# Given problem A
Check each statement against the passage on muography of Sakurajima. Answer yes or no for each, and quote the words that decide it. (i) The mMOS contains five lead shielding plates, each 2 cm thick. (ii) The expected flux was calculated with an average rock density of 2.5 gcm−3. (iii) At elevation angles below 180 mrad, the measured flux was lower than the expected flux.
# Given problem B
In the records, swap "Target" for "Label" in the lines between the one holding "Question. Indicate the person wearing" and the one holding "x=320 y=597", inclusive. Return only those lines, with nothing else changed.

# Passage given
The MWPC-based Muographic Observation System (mMOS). (A) The photograph of mMOS from side view. (B) The schematic view of mMOS which consists of seven multi-wire proportional chambers and five lead shielding plates with the thickness of 2 cm each.

Demonstration of high-definition muographic image construction

To demonstrate the applicability of the mMOS to muography for high-definition imaging of volcanoes, the measured flux was compared to the photographs of Sakurajima volcano in selected angular ranges. The panels A and C of Fig. 3 show the photographs of the Sakurajima volcano. The corresponding fluxes are plotted as a function of tangent angles within different intervals on panels B and D with the definition of tan(2.725 mrad) × tan(2.725 mrad). The arrows show the location of the craters, namely the Crater A is located between a and b, the Crater B is located between c and d and Crater Showa is located between d and e. The muographic images qualitatively reproduces the outline of the mountain presented by the photographs.

Figure 3
figure 3

The first high-definition muographic images about the Sakurajima volcano. (A) and (C) The photographs of the Sakurajima volcano from the measurement site. (B) and (D) High-definition (tan(2.725 mrad) × tan(2.725 mrad)) muographic images of Sakurajima volcano well reproduce the shape of the volcano around the Craters A and B. White boxes in (A) and (B) indicate the regions which are magnified in (C) and (D).

Imaging range of mMOS

To confirm our measurement quality, the measured muon flux was compared to the expected flux calculated from the path length distribution of the volcano as a function of elevation angle in the ϕ = 0 horizontal direction. The expected muon flux was determined by integrating the zenith-angle dependent muon energy spectra based on the Modified Gaisser parametrisation21. The integration was performed over a range between a minimal energy that the muons could escape from a given thickness of rock with an average density of 2 gcm−3 (see in Method Section) and 20 TeV. The rock-thickness distribution from the detector point of view was calculated from the elevation data collected by GSI20. The calculation of the expected flux is detailed in Method Section. Figure 4 shows the measured (black dots) and expected (black solid line) flux in 21.8 × 10.9 mrad2 (ϑ ≤ 250 mrad) and 21.8 × 2.725 mrad2 (ϑ > 250 mrad) angular bins as a function of elevation angle. The measured flux was found in agreement with the expected flux within 1 errors above the elevation angle of 180 mrad. At lower elevation angles, the background effect is more enhanced and thus the measured flux was higher than the expected value. At the elevation angle lower than 180 mrad the path-length of muons across the volcano (dashed black line) exceeds 2.5 km (approximately 5,000 meter-water-equivalent). The deviation between the measured flux and the modeled flux at higher elevations is, on the other hand, caused by a difficulty in estimation of an effect from the local topography near the mMOS (See the little mound of the road shown in the Photograph Fig. 3A).

Figure 4
figure 4

The comparison of measured and expected fluxes. The measured flux with 1σ error bars is plotted as the function of elevation angle within ±10.9 mrad horizontal angle range. A dotted and solid line respectively indicates the rock thickness and the flux calculated by assuming an average rock density of 2 gcm−3.

# Material to process
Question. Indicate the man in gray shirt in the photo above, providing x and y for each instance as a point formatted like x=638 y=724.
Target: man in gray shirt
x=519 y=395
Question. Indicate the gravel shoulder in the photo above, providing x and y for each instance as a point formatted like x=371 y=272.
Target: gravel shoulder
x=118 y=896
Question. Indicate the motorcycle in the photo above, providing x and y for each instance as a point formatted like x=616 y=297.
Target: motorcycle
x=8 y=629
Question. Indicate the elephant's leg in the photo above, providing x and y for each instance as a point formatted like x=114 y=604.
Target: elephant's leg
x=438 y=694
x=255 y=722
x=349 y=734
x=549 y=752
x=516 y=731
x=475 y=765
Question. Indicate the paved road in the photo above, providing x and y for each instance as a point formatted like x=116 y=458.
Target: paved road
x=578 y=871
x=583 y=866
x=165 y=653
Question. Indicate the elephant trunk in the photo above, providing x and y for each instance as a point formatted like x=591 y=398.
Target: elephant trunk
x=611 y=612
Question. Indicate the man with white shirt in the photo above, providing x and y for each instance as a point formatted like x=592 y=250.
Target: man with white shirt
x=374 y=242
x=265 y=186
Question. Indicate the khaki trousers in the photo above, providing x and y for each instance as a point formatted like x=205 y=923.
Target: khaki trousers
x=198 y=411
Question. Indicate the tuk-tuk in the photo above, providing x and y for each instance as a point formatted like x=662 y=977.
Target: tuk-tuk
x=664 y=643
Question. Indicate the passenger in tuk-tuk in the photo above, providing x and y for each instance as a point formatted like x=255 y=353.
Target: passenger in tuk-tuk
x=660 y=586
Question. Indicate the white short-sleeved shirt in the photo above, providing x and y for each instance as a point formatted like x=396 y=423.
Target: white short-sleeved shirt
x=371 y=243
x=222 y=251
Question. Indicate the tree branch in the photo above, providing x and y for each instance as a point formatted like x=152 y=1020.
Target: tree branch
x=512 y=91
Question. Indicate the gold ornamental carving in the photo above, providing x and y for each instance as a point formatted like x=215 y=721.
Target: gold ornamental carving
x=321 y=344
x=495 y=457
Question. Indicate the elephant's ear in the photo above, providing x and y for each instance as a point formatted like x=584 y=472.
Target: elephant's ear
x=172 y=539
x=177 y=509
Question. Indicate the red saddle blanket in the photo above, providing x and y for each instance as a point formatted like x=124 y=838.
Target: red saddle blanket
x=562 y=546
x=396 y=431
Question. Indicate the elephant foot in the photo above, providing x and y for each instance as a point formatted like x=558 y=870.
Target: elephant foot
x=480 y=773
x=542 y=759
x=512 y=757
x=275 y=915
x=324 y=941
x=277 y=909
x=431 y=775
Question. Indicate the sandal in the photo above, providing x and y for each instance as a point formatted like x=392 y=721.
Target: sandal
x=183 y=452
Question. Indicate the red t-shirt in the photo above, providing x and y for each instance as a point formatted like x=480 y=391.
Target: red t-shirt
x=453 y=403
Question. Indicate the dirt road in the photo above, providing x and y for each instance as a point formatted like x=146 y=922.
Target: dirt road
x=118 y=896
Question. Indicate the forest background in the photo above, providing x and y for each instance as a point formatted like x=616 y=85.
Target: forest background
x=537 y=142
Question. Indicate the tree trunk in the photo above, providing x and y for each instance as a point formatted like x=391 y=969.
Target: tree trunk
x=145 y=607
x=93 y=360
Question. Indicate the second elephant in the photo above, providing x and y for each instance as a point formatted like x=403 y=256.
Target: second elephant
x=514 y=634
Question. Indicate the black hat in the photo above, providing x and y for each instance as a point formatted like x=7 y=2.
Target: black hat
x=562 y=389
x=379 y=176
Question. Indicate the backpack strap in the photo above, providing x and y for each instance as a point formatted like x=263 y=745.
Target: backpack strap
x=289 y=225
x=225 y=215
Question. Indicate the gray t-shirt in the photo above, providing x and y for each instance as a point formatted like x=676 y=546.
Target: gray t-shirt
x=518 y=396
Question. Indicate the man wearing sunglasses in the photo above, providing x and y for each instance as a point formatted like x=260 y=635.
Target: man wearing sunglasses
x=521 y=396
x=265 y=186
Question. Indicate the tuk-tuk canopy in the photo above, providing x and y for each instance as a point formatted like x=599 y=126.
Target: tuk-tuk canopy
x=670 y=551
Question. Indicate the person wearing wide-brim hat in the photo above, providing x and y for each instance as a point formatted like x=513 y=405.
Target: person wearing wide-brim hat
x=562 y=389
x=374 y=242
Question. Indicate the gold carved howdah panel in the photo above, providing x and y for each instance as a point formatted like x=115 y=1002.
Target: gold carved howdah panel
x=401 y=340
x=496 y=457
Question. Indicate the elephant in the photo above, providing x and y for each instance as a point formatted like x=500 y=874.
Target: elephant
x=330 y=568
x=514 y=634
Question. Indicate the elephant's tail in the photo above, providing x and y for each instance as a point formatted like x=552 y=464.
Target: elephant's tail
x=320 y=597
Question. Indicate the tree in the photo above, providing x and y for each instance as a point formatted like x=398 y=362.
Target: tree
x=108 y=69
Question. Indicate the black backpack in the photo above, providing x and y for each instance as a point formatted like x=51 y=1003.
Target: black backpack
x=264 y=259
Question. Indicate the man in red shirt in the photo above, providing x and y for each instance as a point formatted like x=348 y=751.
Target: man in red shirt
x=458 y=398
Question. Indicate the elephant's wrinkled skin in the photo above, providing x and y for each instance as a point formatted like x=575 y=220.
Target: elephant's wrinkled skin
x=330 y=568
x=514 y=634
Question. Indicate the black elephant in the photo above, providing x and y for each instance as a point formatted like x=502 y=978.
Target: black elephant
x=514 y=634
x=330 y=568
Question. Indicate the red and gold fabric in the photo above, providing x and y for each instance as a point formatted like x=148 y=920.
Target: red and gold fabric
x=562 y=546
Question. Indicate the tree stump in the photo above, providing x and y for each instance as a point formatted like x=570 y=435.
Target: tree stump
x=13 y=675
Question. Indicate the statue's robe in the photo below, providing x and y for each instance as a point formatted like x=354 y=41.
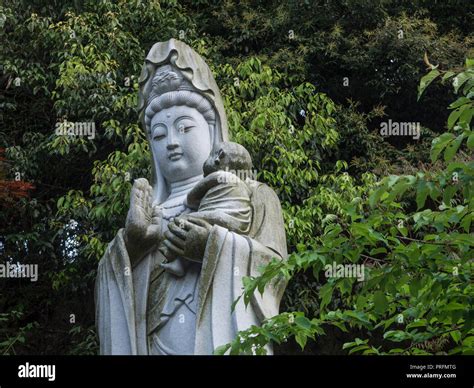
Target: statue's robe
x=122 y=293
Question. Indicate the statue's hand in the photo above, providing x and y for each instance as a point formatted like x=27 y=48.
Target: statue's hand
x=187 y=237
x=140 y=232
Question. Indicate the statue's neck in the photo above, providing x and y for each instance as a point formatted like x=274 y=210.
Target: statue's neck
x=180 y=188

* * *

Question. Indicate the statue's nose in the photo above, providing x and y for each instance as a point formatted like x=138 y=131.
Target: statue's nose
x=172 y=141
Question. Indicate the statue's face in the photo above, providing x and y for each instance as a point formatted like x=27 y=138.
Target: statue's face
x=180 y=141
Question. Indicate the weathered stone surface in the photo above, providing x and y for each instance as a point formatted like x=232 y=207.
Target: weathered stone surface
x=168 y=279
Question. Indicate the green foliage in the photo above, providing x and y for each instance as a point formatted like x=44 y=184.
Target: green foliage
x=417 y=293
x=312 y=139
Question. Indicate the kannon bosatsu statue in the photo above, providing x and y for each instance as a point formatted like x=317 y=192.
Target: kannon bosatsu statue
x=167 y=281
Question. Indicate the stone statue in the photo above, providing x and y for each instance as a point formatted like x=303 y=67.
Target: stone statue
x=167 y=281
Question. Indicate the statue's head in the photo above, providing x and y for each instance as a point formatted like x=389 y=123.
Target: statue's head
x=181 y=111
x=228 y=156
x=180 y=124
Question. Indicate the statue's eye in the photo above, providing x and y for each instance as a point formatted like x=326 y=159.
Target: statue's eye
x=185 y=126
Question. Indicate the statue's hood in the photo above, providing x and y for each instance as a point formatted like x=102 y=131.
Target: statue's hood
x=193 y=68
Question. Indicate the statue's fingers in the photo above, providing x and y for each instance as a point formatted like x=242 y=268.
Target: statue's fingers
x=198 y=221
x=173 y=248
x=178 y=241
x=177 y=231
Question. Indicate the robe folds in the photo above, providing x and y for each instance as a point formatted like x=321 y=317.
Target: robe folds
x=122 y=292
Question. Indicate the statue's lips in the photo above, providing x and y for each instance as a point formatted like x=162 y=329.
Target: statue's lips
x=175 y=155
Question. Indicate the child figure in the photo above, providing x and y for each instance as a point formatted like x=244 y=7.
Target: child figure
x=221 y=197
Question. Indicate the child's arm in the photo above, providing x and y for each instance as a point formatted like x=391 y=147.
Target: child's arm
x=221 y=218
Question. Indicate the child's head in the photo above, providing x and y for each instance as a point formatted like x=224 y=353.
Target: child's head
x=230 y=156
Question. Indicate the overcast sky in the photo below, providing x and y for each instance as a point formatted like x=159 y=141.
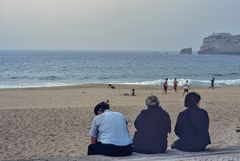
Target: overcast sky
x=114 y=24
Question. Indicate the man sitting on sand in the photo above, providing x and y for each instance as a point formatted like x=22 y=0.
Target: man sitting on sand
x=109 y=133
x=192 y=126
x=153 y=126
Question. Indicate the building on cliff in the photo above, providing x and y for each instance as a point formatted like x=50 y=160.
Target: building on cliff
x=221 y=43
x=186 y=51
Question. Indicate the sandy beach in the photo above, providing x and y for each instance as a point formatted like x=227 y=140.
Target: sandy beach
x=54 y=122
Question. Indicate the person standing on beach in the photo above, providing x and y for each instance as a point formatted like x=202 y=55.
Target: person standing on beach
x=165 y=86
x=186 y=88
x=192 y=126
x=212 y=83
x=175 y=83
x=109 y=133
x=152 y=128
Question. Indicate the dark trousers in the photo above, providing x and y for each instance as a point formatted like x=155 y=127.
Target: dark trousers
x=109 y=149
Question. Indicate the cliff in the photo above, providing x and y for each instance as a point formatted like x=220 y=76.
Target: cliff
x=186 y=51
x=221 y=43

# Reply A
(i) Yes: "five lead shielding plates with the thickness of 2 cm each"
(ii) No: "with an average density of 2 gcm−3"
(iii) No: "the measured flux was higher than the expected value"

# Reply B
Question. Indicate the person wearing wide-brim hat in the photo above, providing x and y for each instance as a point formatted like x=513 y=405.
Label: person wearing wide-brim hat
x=562 y=389
x=374 y=242
Question. Indicate the gold carved howdah panel in the photo above, providing x and y for each instance as a point formatted like x=115 y=1002.
Label: gold carved howdah panel
x=401 y=340
x=496 y=457
Question. Indicate the elephant in the photo above, providing x and y for each instance as a point formatted like x=500 y=874.
Label: elephant
x=330 y=568
x=514 y=634
Question. Indicate the elephant's tail in the photo above, providing x and y for each instance as a point formatted like x=552 y=464.
Label: elephant's tail
x=320 y=597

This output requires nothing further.